■ Work order:
Leave out the pictures and repeat the entries below verbatim.

==*==

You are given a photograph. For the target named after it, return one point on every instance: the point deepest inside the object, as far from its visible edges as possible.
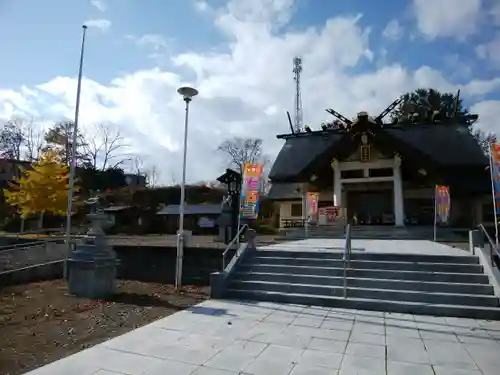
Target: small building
(124, 219)
(384, 174)
(198, 218)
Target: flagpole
(435, 213)
(493, 195)
(72, 167)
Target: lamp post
(187, 94)
(72, 167)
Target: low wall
(157, 264)
(142, 263)
(40, 272)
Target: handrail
(493, 246)
(347, 255)
(233, 241)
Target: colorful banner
(331, 212)
(312, 206)
(250, 189)
(495, 175)
(442, 203)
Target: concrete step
(437, 287)
(481, 312)
(446, 277)
(367, 293)
(358, 255)
(371, 264)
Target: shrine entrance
(370, 206)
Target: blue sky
(240, 53)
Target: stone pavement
(421, 247)
(260, 338)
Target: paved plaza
(220, 337)
(419, 247)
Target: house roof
(283, 191)
(116, 208)
(192, 209)
(445, 145)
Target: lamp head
(187, 92)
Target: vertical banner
(495, 175)
(250, 189)
(442, 203)
(495, 183)
(312, 206)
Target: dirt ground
(41, 322)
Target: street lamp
(187, 94)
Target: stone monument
(92, 264)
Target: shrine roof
(446, 145)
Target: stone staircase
(375, 232)
(442, 285)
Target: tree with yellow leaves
(42, 189)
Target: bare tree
(241, 151)
(11, 139)
(105, 148)
(152, 175)
(33, 140)
(60, 139)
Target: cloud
(490, 51)
(495, 13)
(99, 4)
(447, 18)
(489, 111)
(154, 41)
(245, 89)
(101, 24)
(393, 30)
(202, 6)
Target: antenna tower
(297, 69)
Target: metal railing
(346, 256)
(31, 254)
(236, 239)
(493, 247)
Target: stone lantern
(92, 264)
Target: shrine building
(383, 174)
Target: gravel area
(41, 322)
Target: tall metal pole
(73, 148)
(180, 234)
(493, 192)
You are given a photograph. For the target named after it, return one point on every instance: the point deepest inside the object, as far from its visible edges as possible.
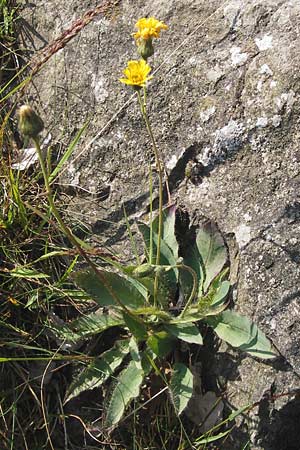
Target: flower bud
(30, 124)
(145, 48)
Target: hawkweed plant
(170, 295)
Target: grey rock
(227, 85)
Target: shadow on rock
(279, 429)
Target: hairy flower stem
(69, 233)
(160, 175)
(194, 289)
(160, 192)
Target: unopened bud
(145, 48)
(30, 124)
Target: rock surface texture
(225, 96)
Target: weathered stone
(227, 86)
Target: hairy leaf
(161, 343)
(126, 389)
(136, 327)
(187, 332)
(242, 333)
(212, 252)
(126, 290)
(99, 370)
(167, 280)
(181, 387)
(85, 326)
(206, 257)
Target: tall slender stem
(160, 175)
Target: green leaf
(126, 389)
(136, 327)
(167, 256)
(167, 280)
(99, 370)
(122, 287)
(161, 343)
(212, 252)
(220, 294)
(85, 326)
(23, 272)
(207, 257)
(181, 387)
(187, 332)
(242, 333)
(168, 229)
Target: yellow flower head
(149, 28)
(136, 73)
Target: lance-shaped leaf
(123, 288)
(242, 333)
(136, 326)
(212, 252)
(167, 279)
(99, 370)
(161, 343)
(127, 388)
(207, 256)
(181, 387)
(187, 332)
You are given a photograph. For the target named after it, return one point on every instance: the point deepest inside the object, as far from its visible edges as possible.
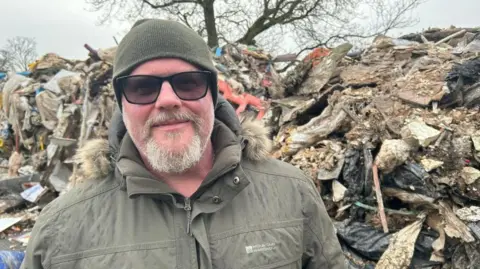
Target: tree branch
(173, 2)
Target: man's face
(171, 133)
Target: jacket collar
(235, 140)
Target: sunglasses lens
(140, 90)
(190, 86)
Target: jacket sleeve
(38, 246)
(321, 245)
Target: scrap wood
(435, 222)
(378, 192)
(402, 245)
(454, 227)
(446, 39)
(387, 210)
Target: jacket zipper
(188, 208)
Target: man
(185, 186)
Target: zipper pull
(188, 208)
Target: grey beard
(163, 160)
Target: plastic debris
(408, 106)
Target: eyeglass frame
(210, 81)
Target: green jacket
(250, 212)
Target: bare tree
(5, 60)
(20, 52)
(309, 23)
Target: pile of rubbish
(389, 134)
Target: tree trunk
(257, 28)
(209, 14)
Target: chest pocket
(148, 255)
(261, 246)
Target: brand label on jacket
(260, 247)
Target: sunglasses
(145, 89)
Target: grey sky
(63, 26)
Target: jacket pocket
(259, 246)
(147, 255)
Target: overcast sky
(63, 26)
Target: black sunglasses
(145, 89)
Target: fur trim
(95, 160)
(256, 136)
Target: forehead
(163, 67)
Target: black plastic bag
(459, 81)
(409, 177)
(370, 243)
(357, 174)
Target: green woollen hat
(155, 38)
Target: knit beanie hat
(155, 38)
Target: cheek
(136, 115)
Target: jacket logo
(260, 248)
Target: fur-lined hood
(97, 157)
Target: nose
(167, 99)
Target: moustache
(172, 116)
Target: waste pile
(389, 134)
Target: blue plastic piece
(24, 73)
(39, 90)
(11, 259)
(218, 52)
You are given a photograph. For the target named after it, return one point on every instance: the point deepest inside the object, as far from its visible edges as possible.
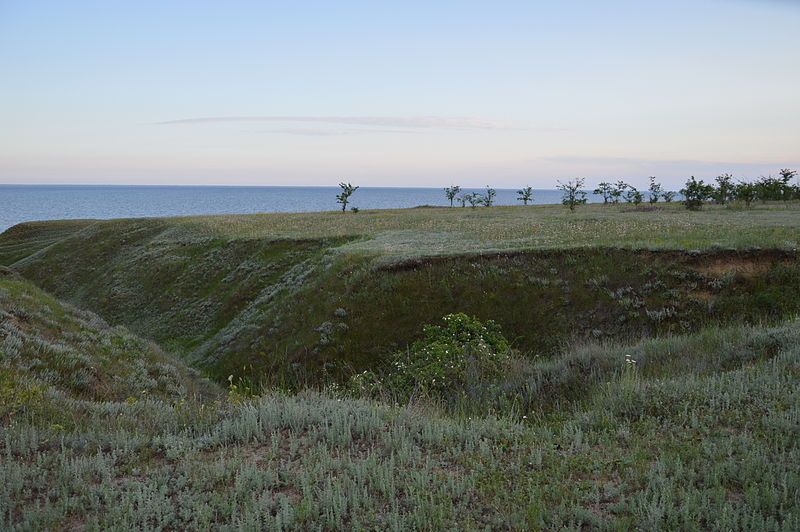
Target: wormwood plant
(450, 358)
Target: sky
(397, 93)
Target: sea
(22, 203)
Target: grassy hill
(101, 430)
(297, 298)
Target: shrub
(696, 193)
(344, 196)
(449, 358)
(451, 192)
(618, 191)
(525, 195)
(745, 192)
(724, 191)
(633, 195)
(488, 200)
(655, 190)
(573, 195)
(604, 189)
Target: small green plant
(633, 195)
(525, 195)
(344, 196)
(488, 199)
(604, 189)
(474, 199)
(451, 192)
(618, 191)
(573, 193)
(655, 190)
(450, 357)
(696, 193)
(746, 193)
(724, 191)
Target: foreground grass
(701, 432)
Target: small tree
(488, 200)
(786, 176)
(606, 190)
(655, 190)
(723, 192)
(573, 195)
(696, 194)
(344, 196)
(525, 195)
(451, 192)
(633, 195)
(474, 199)
(618, 191)
(745, 192)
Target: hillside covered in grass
(292, 299)
(100, 430)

==*==

■ Response:
You are given a photograph. For the target named after it, return one point on every instance: the point deepest inside the object, as far from its visible edges as possible.
Target: small building
(124, 219)
(384, 174)
(198, 218)
Target: flagpole
(435, 213)
(493, 195)
(72, 167)
Target: lamp post
(187, 94)
(72, 167)
Target: low wall
(157, 264)
(142, 263)
(40, 272)
Target: handrail
(493, 246)
(347, 255)
(233, 241)
Target: colorful banner
(331, 212)
(312, 206)
(250, 189)
(495, 175)
(442, 203)
Target: concrete step
(437, 287)
(481, 312)
(446, 277)
(367, 293)
(358, 255)
(371, 264)
Target: shrine entrance
(370, 206)
Target: blue sky
(240, 53)
Target: stone pavement
(421, 247)
(260, 338)
Target: paved plaza
(220, 337)
(419, 247)
Target: house roof
(283, 191)
(116, 208)
(192, 209)
(445, 145)
Target: lamp head
(187, 92)
Target: vertical banner
(495, 175)
(250, 189)
(442, 203)
(495, 183)
(312, 206)
Target: dirt ground
(41, 322)
Target: street lamp
(187, 94)
Target: stone monument
(92, 264)
Target: shrine roof
(446, 145)
Target: stone staircase
(375, 232)
(442, 285)
Target: tree with yellow leaves
(42, 189)
Target: bare tree
(241, 151)
(11, 139)
(105, 148)
(152, 175)
(33, 140)
(60, 139)
Target: cloud
(490, 51)
(495, 13)
(99, 4)
(447, 18)
(489, 111)
(154, 41)
(245, 89)
(101, 24)
(393, 30)
(202, 6)
Target: antenna tower
(297, 69)
Target: metal railing
(346, 256)
(31, 254)
(236, 239)
(493, 247)
Target: stone lantern
(92, 264)
Target: shrine building
(383, 174)
Target: gravel area
(41, 322)
Target: tall metal pole
(73, 148)
(180, 234)
(493, 192)
You are given a photograph. For the target named after it, return one point on every instance: the point deepest inside the object, as far from its visible edges as possible.
Target: flower bud
(30, 124)
(145, 48)
Target: hawkweed plant
(170, 295)
Target: grey rock
(227, 85)
Target: shadow on rock
(279, 429)
Target: hairy flower stem
(69, 233)
(160, 175)
(194, 289)
(160, 192)
Target: unopened bud
(145, 48)
(30, 124)
Target: rock surface texture
(225, 96)
Target: weathered stone
(227, 86)
Target: hairy leaf
(161, 343)
(126, 389)
(136, 327)
(187, 332)
(242, 333)
(212, 252)
(126, 290)
(99, 370)
(167, 280)
(181, 387)
(85, 326)
(206, 257)
Target: tall slender stem
(160, 175)
Target: green leaf
(126, 389)
(136, 327)
(167, 256)
(167, 280)
(99, 370)
(122, 287)
(161, 343)
(212, 252)
(220, 294)
(85, 326)
(23, 272)
(207, 257)
(181, 387)
(187, 332)
(242, 333)
(168, 229)
Target: yellow flower head
(149, 28)
(136, 73)
Target: lance-shaped leaf
(123, 288)
(242, 333)
(136, 326)
(212, 252)
(167, 279)
(99, 370)
(161, 343)
(127, 388)
(207, 256)
(181, 387)
(187, 332)
You are given a photograph. For the target named after it, return one point on every instance: the point deepest inside the object, as far from its visible edges as possible.
Target: tree branch
(173, 2)
Target: man's face
(171, 133)
Target: jacket collar
(235, 140)
Target: sunglasses lens
(140, 90)
(190, 86)
Target: jacket sleeve
(38, 246)
(321, 245)
Target: scrap wood
(435, 222)
(378, 192)
(402, 245)
(454, 227)
(446, 39)
(387, 210)
Target: jacket zipper
(188, 208)
Target: man
(185, 186)
Target: zipper pull
(188, 208)
Target: grey beard
(163, 160)
Target: plastic debris
(408, 106)
Target: eyeglass frame
(210, 81)
Target: green jacket
(250, 212)
Target: bare tree
(5, 60)
(20, 52)
(309, 23)
Target: pile of rubbish
(389, 134)
Target: tree trunk
(257, 28)
(209, 14)
Target: chest pocket
(148, 255)
(261, 246)
Target: brand label on jacket
(260, 247)
Target: sunglasses
(145, 89)
Target: grey sky
(63, 26)
Target: jacket pocket
(259, 246)
(147, 255)
Target: overcast sky
(63, 26)
Target: black sunglasses
(145, 89)
Target: fur trim
(95, 160)
(256, 136)
Target: forehead
(163, 67)
Target: black plastic bag
(459, 81)
(409, 177)
(370, 243)
(357, 174)
Target: green woollen hat
(155, 38)
Target: knit beanie hat
(155, 38)
Target: cheek
(136, 115)
Target: jacket logo
(260, 248)
Target: fur-lined hood
(97, 157)
Target: nose
(167, 99)
Target: moustache
(172, 116)
Target: waste pile
(389, 134)
Target: blue plastic piece
(24, 73)
(39, 90)
(11, 259)
(218, 52)
You are given a photograph. For the target named after it, return one point on every instance: the point deepest inside the object, as far from its visible edges as possible.
Target: wormwood plant
(450, 358)
Target: sky
(397, 93)
Target: sea
(22, 203)
Target: grassy hill
(101, 430)
(297, 298)
Target: shrub
(696, 193)
(344, 196)
(449, 358)
(451, 192)
(618, 191)
(525, 195)
(745, 192)
(724, 191)
(633, 195)
(488, 200)
(655, 190)
(573, 195)
(604, 189)
Target: small green plant
(633, 195)
(525, 195)
(344, 196)
(488, 199)
(604, 189)
(474, 199)
(451, 192)
(618, 191)
(573, 193)
(655, 190)
(450, 357)
(696, 193)
(746, 193)
(724, 191)
Target: foreground grass
(701, 432)
Target: small tree
(488, 200)
(786, 176)
(606, 190)
(655, 190)
(723, 192)
(573, 195)
(696, 194)
(344, 196)
(525, 195)
(451, 192)
(633, 195)
(474, 199)
(618, 191)
(745, 192)
Target: hillside covered in grass
(292, 299)
(100, 430)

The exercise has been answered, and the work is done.